- _Goal of the exercise_: Copy out every line of the records below, requests included, and scale each x and y coordinate in the answers by 0.95, rounding to whole numbers with halves going up. Leave the numbers in the requests and their format samples as they are.

- _Material supplied_:

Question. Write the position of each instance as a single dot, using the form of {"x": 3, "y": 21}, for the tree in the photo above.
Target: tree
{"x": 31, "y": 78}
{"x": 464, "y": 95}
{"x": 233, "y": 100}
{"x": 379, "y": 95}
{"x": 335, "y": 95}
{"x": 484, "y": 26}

- _Task output_:
Question. Write the position of each instance as a single dot, using the form of {"x": 3, "y": 21}, for the tree in the photo above.
Target: tree
{"x": 29, "y": 74}
{"x": 441, "y": 90}
{"x": 221, "y": 95}
{"x": 360, "y": 90}
{"x": 318, "y": 90}
{"x": 460, "y": 25}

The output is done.